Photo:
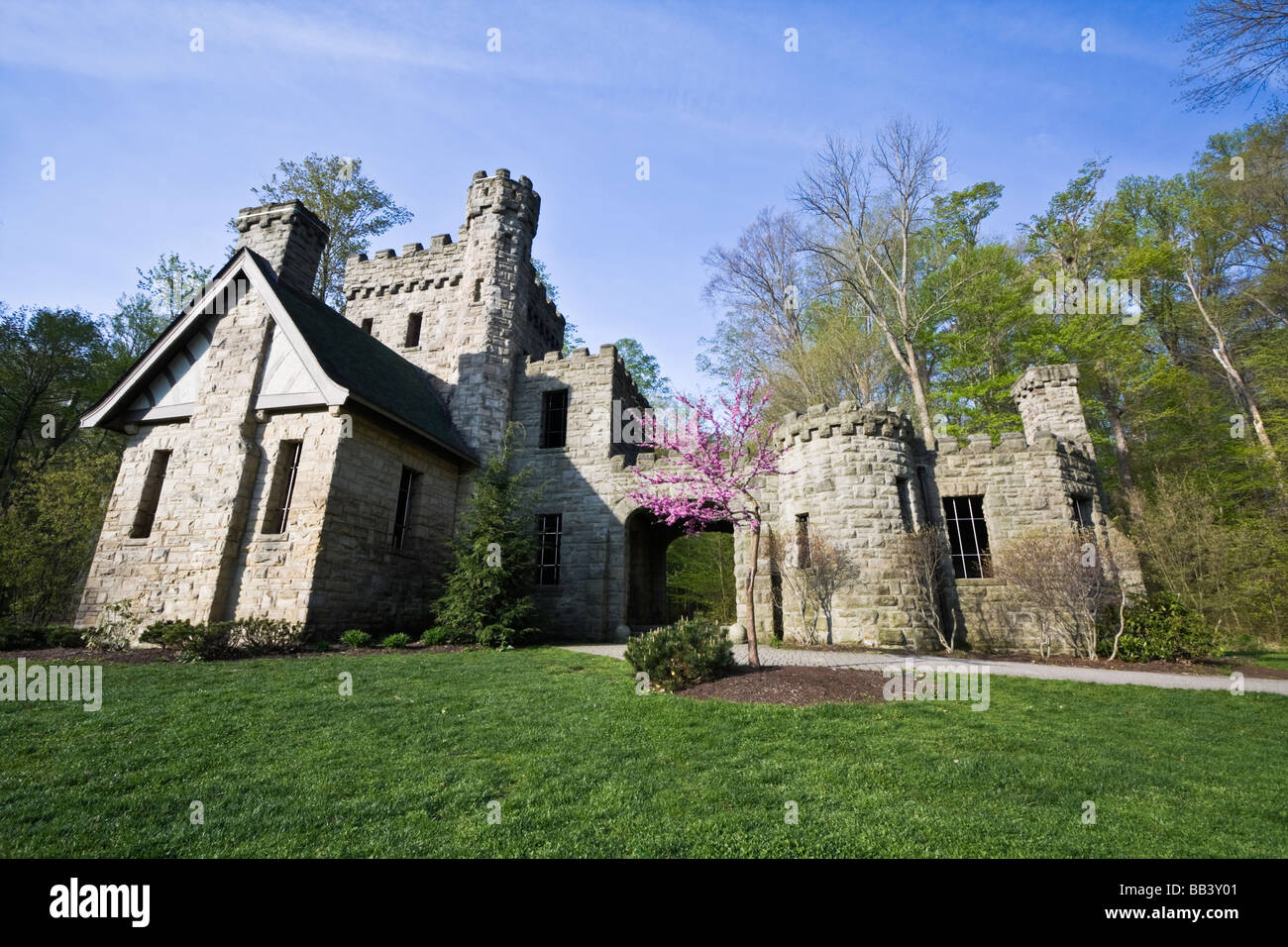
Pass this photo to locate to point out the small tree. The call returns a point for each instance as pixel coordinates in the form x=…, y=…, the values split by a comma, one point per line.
x=1067, y=577
x=921, y=554
x=815, y=582
x=492, y=557
x=709, y=472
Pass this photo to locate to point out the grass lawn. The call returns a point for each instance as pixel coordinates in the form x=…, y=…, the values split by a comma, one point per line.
x=583, y=766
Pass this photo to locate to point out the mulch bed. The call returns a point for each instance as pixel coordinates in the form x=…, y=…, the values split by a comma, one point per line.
x=794, y=685
x=1215, y=665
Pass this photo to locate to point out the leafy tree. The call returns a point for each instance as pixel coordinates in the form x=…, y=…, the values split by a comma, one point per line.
x=50, y=531
x=711, y=471
x=644, y=368
x=52, y=368
x=493, y=556
x=346, y=200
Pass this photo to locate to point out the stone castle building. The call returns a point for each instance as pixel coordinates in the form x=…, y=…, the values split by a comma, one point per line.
x=287, y=462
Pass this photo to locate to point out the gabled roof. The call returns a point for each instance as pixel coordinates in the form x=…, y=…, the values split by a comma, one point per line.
x=347, y=365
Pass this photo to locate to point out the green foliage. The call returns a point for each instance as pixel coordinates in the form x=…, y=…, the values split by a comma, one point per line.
x=644, y=369
x=493, y=556
x=677, y=656
x=356, y=638
x=1160, y=629
x=438, y=634
x=346, y=200
x=699, y=579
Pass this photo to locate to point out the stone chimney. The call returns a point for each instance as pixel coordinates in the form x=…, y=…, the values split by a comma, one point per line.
x=288, y=236
x=1047, y=398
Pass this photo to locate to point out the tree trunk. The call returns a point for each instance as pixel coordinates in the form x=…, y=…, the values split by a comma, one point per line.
x=1122, y=451
x=752, y=656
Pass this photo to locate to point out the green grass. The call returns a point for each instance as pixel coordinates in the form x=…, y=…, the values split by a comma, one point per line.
x=583, y=766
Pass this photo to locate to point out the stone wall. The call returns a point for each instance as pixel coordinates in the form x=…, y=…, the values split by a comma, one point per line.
x=482, y=309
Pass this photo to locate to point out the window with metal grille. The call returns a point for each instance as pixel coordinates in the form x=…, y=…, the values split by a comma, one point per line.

----

Restate the full listing word for word, excluding images.

Photo:
Pass this photo to locate to point out the small tree. The call returns a point for each instance as pixel coordinates in the form x=…, y=…, the values split by a comma, one point per line.
x=1067, y=577
x=921, y=554
x=815, y=582
x=492, y=557
x=709, y=472
Pass this photo to locate to point out the grass lawn. The call returns a point for each instance as pixel coordinates in the form x=…, y=…, the values split by a comma, one point per line.
x=583, y=766
Pass this photo to locate to point out the mulch bed. The call returns a point for each instance as pixel coordinates in the form x=…, y=…, the values split by a comma, one point per line.
x=794, y=685
x=1215, y=665
Pass this photo to locate to point out the leafy tree. The call returns a point for each instance as pixel coordinates in the form x=…, y=…, the values split by a comma, one point per line.
x=50, y=531
x=711, y=471
x=644, y=368
x=52, y=368
x=493, y=556
x=346, y=200
Pass this photo to locate to point out the stone castle building. The call returns a point for each instance as pixel coordinates in the form x=…, y=…, the values split by a comma, one point per line.
x=287, y=462
Pass this photo to locate to point out the gabled roof. The call returns a point for each instance as pixel coordinates in the form x=…, y=…, the values split by a comma, one point per line.
x=347, y=365
Pass this photo to locate to point out the green foliage. The call returns a point for each instance as pixel coordinates in the form x=…, y=…, the values split by a comma, one point per line.
x=644, y=369
x=493, y=556
x=677, y=656
x=356, y=638
x=1160, y=629
x=438, y=634
x=346, y=200
x=699, y=579
Pass this photo to locate to point out the stone chimney. The call returns a point for each instance as pixel coordinates in the form x=…, y=…, the values split by a comma, one point per line.
x=288, y=236
x=1047, y=398
Pass this photo to locate to point out the tree trunk. The call returns a point for each instance as pixel coordinates in the form x=…, y=…, the values split by a comma, one point per line.
x=1122, y=451
x=752, y=656
Pass this photo to locate to point out the green grass. The call returns a point for each instance as pixel coordinates in the form x=…, y=…, the values split by a comma, one point per line.
x=583, y=766
Pass this photo to locate to point out the stone wall. The call returns a point for each instance as pixel coordinates in the form x=…, y=…, the values split by a comma, one point per line.
x=482, y=309
Pass this photo to locate to point out the window with metal grille. The call returns a point for each instance as pixel coordinates in the form x=…, y=…, the values split by a comma, one point per line.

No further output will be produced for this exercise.